Excerpt to read.
Dan
Calabrese
Read Dan's bio and previous columns here
February 7, 2008
Ask Rush Limbaugh If
Conservatism Cares About America
Movement conservatives who lament that conservatism is losing in this
election cycle are right. It is losing. There are reasons for that, and
an honest look at those reasons will not be pleasant for the vaunted
movement.
Conservatism is out of favor at the moment not because it is the wrong
philosophy of governance. It isn’t. It’s absolutely the right
philosophy. It’s out of favor because its leaders have failed to apply
it to address the priorities of the nation.
I
hate to tell you this, but the typical American voter, unlike the
typical conservative activist, is not sitting around cursing illegal
immigrants, gay marriage, abortionists, left-wing media bias and gun
control. Nor is the typical American sitting around wallowing in Ronald
Reagan nostalgia.
Most Americans’ priorities are decidedly non-ideological. Will I have my
job? Can I pay my mortgage and my grocery bill? Are my kids safe? Is the
country safe? Will I be able to get health care if I need it?
Pretty straightforward stuff, really. And conservative thinking has the
best answers. But movement conservatives aren’t offering them. Unless
you think “I have a 95 rating from the American Conservative Union” is
an answer.
Since every conservative wants to talk about Reagan, let’s remember why
Reagan succeeded. In 1980, Reagan identified a few key things that
addressed the hopes of the nation. He would cut taxes because we needed
economic growth to create jobs. He would get inflation and interest
rates under control. He would rebuild our scandalously weak defenses and
stand up to the Soviets. He would slash regulations because they were
getting in the way of prosperity. He would cut federal spending because
government was too big.

Input for this task.
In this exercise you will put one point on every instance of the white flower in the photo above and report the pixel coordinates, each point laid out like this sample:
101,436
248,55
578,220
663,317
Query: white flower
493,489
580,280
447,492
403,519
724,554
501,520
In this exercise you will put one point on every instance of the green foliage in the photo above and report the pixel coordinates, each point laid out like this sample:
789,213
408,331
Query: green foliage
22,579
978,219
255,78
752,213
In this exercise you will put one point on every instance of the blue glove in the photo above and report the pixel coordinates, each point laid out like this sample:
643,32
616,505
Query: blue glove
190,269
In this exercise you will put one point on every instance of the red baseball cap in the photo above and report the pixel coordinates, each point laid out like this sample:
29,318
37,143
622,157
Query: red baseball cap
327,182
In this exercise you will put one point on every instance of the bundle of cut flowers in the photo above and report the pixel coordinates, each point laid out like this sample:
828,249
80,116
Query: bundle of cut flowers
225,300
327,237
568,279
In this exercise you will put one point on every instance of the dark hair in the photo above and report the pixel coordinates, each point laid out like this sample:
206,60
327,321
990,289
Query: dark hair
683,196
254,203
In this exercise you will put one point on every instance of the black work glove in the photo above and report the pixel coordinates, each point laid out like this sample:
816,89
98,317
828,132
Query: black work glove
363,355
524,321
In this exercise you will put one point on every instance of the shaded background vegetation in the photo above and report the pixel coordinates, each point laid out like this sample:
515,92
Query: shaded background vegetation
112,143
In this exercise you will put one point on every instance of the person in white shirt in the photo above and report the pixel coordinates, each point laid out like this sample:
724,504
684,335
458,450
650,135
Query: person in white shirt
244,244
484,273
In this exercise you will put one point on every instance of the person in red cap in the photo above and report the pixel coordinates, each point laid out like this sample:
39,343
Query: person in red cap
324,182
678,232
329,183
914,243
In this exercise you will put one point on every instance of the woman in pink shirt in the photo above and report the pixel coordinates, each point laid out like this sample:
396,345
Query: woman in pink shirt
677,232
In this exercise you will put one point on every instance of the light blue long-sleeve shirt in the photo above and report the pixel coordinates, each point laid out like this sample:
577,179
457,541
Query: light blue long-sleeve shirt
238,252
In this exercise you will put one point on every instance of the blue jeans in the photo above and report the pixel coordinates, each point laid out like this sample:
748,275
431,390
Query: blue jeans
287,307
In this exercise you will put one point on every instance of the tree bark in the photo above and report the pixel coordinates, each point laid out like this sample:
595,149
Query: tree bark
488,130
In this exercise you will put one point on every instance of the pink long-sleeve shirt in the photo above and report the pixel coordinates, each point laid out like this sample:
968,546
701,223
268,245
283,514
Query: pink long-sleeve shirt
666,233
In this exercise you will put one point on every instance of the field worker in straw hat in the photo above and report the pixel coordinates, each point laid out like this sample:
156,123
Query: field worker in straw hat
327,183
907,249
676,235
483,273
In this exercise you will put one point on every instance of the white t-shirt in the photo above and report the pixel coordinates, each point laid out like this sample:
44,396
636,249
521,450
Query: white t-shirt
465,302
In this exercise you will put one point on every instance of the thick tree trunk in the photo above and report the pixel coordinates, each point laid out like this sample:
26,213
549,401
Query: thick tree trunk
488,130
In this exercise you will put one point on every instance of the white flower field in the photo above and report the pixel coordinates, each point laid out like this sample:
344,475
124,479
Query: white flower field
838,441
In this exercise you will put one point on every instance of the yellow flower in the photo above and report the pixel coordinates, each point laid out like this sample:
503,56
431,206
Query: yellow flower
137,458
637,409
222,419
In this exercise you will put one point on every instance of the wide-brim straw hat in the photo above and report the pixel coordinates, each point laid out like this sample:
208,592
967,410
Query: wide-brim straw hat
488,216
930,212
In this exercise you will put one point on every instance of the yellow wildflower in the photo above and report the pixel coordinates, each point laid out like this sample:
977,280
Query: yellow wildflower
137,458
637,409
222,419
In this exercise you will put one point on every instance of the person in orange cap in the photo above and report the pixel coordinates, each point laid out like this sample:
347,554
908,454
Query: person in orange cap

Exercises.
1. Could you return the records verbatim, starting at the line that contains "orange cap in" and ending at the end of the records?
2. Could you supply the next part of the column on why conservatism is losing, picking up after its last sentence?

Task-by-task results.
1.
In this exercise you will put one point on every instance of the person in orange cap in the photo above and report the pixel coordinates, each point laid out like this sample:
347,554
908,454
Query: person in orange cap

2.
These were the needs of the nation in 1980. Reagan didn’t go around
saying, “Elect me because I’m conservative.” He convinced voters he
understood the priorities of that particular time, and he convinced them
he would do what he said he would do. And with the exception of cutting
spending, he did. That’s why he won, and that’s why he’s
now an icon. He applied conservative thinking to the problems of the
day, developed solutions and convinced people he was the man to achieve
the solutions.
When John McCain and Mitt Romney stand on a stage having a silly
argument over which is the real conservative, do you seriously think the
typical voter cares? The typical voter says, “Lay out the priorities of
the nation, and tell me what you’ll do about them. Then you can have my
vote.”
So
why isn’t the conservative movement doing this? Consider:
For a conservative thinker, prosperity requires short-term growth and
long-term spending restraint (requiring a serious reform of
entitlements, especially Social Security). Health care access requires
market-oriented solutions, less government intrusion, fewer regulations,
more individual purchasing power and an end to tort abuse. Keeping the
nation safe requires an aggressive assault against our enemies. Keeping
our kids safe means a commitment to law enforcement that trumps civil
liberties fetishes.
So
talk about that. Oh. There’s a problem.
There is a conservative who did some of that, and tried to do the rest
of it. His name is George W. Bush. He is unpopular. (Oh, and a lot of
the people who stopped him from doing the things left undone were
cowardly conservatives.) The conservative agenda can’t be Bush’s agenda,
because people are tired of Bush and want “change.”
Well. Barack Obama would be a big change. Hillary Clinton would be a
big, self-serving, narcissistic change.
Mike Huckabee has survived in the race this long because, to his credit,
he has addressed the issues people care about. He will not and should
not win because he doesn’t have the right solutions (among other
reasons). But at least he is addressing the issues that matter.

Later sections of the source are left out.